* _RECORD EXTRACTS_:
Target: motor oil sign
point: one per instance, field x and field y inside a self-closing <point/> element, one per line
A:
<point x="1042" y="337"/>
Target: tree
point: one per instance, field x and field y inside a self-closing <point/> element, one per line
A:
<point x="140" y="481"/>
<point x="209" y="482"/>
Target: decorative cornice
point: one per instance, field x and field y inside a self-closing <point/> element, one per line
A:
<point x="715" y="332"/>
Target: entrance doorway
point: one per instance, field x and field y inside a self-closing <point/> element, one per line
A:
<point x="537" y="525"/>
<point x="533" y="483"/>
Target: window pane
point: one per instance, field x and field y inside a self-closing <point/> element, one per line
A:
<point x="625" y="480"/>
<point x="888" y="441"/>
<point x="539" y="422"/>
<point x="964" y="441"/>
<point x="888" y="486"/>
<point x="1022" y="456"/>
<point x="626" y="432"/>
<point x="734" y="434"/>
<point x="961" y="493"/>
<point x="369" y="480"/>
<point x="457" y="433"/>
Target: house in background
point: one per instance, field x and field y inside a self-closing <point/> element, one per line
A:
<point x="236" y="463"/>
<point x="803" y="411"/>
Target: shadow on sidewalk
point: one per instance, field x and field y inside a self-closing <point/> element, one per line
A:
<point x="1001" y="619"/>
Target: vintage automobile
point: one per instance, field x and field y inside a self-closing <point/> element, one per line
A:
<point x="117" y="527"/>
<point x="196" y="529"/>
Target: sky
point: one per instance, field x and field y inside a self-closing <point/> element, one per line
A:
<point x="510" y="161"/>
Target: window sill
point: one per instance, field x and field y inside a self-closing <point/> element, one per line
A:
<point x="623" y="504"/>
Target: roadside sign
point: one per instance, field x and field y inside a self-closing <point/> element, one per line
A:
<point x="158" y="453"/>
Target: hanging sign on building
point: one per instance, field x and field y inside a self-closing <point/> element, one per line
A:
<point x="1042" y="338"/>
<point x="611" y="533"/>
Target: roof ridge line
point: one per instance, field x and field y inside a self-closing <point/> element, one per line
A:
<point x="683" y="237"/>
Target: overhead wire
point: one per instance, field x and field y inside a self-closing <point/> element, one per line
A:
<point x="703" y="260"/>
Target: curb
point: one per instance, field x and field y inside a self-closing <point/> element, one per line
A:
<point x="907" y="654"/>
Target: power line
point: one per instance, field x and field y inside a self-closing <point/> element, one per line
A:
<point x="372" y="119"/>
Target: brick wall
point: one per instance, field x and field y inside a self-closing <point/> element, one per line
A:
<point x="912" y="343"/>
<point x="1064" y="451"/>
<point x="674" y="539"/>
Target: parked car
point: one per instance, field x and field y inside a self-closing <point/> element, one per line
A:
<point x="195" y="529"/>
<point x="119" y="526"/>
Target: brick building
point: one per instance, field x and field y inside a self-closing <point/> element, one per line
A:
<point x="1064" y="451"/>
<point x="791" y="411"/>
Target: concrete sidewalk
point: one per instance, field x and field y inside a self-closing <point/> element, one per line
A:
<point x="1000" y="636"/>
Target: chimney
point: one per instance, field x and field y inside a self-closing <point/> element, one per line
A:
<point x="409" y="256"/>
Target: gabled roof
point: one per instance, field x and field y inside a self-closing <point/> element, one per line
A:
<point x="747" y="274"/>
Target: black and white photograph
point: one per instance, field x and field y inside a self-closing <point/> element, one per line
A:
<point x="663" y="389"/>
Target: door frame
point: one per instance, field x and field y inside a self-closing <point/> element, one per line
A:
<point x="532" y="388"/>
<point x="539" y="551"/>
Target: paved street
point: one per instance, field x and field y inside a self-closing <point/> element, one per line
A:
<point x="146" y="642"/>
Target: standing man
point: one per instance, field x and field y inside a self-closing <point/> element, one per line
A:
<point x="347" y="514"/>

* _THE TASK_:
Exactly reproduce every line of the records.

* _COMPLETED EXERCISE_:
Target: motor oil sign
point: one per instance, field x and field y inside a self-closing <point/> element, one per line
A:
<point x="1042" y="337"/>
Target: tree
point: one per instance, field x and field y inside a self-closing <point/> element, one per line
A:
<point x="140" y="481"/>
<point x="209" y="482"/>
Target: decorative cornice
point: one per instance, field x and field y inside a self-closing <point/> element, one per line
A:
<point x="715" y="332"/>
Target: entrance doorway
point: one per instance, field x and field y inside a self-closing <point/> element, one per line
A:
<point x="537" y="525"/>
<point x="533" y="483"/>
Target: window pane
point: one per instance, field x and field y inside a self-closing <point/> element, one per line
A:
<point x="625" y="480"/>
<point x="888" y="441"/>
<point x="539" y="422"/>
<point x="964" y="441"/>
<point x="888" y="486"/>
<point x="1022" y="456"/>
<point x="626" y="432"/>
<point x="734" y="434"/>
<point x="961" y="493"/>
<point x="369" y="480"/>
<point x="457" y="433"/>
Target: house in background
point: one per instance, field x and field y inside a self-closing <point/> element, one per line
A:
<point x="236" y="463"/>
<point x="803" y="411"/>
Target: shadow on sidewalk
point: one per instance, field x and field y inside a self-closing <point/> element, one per line
A:
<point x="1001" y="619"/>
Target: vintage automobile
point: one per instance, field x and field y inside a self-closing <point/> element, one per line
A:
<point x="117" y="527"/>
<point x="196" y="529"/>
Target: sky
point: one per instance, field x and field y inside a self-closing <point/> element, one per line
A:
<point x="510" y="161"/>
Target: window sill
point: one per instance, field x and field y inside a self-closing <point/> element, one per line
A:
<point x="623" y="504"/>
Target: roadside sign
point: one per instance, field x and field y inside a self-closing <point/> element, one per line
A:
<point x="158" y="453"/>
Target: hanging sign on building
point: one per instance, field x and field y inside a self-closing <point/> element, one per line
A:
<point x="1042" y="338"/>
<point x="611" y="533"/>
Target: roof ridge line
point: one per instance, field x and field y inside a self-closing <point/> element, one per line
A:
<point x="683" y="237"/>
Target: overhead wire
point: one per instance, field x and field y inside a self-closing <point/> element, one per line
A:
<point x="703" y="260"/>
Target: curb
point: one per instance, field x and field y inside a self-closing <point/> element, one per line
A:
<point x="907" y="654"/>
Target: power line
point: one per instance, field x and field y inside a self-closing <point/> element, one per line
A:
<point x="372" y="119"/>
Target: brick wall
point: one per instance, field x and field y inside a self-closing <point/> element, one per line
A:
<point x="912" y="343"/>
<point x="1064" y="451"/>
<point x="674" y="539"/>
Target: parked car
point: one per instance, field x and field y inside a self-closing <point/> element, one per line
A:
<point x="195" y="529"/>
<point x="119" y="526"/>
Target: brick building
point: one per instance, field x and field y inside a self-closing <point/> element, one per line
A:
<point x="1064" y="451"/>
<point x="791" y="411"/>
Target: concrete sidewalk
point: one per instance, field x and field y inside a self-closing <point/> element, one per line
A:
<point x="1000" y="636"/>
Target: chimney
point: one per instance, field x and field y inside a self-closing <point/> element, one per line
A:
<point x="409" y="256"/>
Target: gabled roof
point: one per instance, field x and field y inside a self-closing <point/> element, one per line
A:
<point x="747" y="274"/>
Target: black and white photograph
point: one per instance, field x and field y inside a self-closing <point/> element, one per line
A:
<point x="663" y="389"/>
Target: door frame
point: one per instance, field x and field y inside a self-closing <point/> element, one per line
A:
<point x="532" y="388"/>
<point x="539" y="551"/>
Target: paved street
point: one per instance, field x and field y inside a self-closing <point/> element, one per line
A:
<point x="146" y="642"/>
Target: standing man
point: one per instance, field x and field y inside a self-closing <point/> element, one per line
A:
<point x="347" y="514"/>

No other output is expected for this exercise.